* _Directions for this task_
Leave out every line before the one containing "Please indicate the john", and set down that line and the rest through the end of the listing exactly.

* _Input for this task_

>>>

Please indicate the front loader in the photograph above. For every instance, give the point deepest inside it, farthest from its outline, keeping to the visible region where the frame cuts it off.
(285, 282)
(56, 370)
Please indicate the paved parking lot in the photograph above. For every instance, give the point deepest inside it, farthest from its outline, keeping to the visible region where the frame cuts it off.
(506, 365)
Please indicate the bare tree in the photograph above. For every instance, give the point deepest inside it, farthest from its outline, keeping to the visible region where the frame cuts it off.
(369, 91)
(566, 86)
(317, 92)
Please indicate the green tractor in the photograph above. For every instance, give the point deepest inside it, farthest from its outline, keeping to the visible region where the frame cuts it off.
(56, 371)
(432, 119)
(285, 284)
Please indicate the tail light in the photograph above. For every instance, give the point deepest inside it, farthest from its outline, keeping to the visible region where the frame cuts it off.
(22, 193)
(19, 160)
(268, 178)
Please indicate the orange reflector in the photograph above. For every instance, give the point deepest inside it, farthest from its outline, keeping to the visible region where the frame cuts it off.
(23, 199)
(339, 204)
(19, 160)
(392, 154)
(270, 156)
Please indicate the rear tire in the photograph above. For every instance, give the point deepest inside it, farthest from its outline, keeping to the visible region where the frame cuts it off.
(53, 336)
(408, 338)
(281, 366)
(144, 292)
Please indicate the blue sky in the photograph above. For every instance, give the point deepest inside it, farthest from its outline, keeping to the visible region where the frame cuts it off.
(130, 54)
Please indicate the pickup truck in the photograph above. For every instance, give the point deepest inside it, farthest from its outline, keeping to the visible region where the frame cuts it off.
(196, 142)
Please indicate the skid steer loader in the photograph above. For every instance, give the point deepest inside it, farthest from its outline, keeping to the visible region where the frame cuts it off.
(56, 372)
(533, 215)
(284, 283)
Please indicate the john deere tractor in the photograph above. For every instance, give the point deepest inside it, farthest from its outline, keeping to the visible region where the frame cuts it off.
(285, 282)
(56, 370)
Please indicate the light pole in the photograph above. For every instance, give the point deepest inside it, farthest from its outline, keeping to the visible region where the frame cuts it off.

<<<

* _Result below_
Please indicate the john deere tractor in the photograph above. For every instance, give the point deepest inside it, farthest from its outline, keeping to the visible region where the frame cuts it off.
(285, 282)
(56, 370)
Please indicate the light pole in the photograph above. For every instance, give the point deepest inside it, farthest from its outline, keeping to the visible region where the frame cuts it off.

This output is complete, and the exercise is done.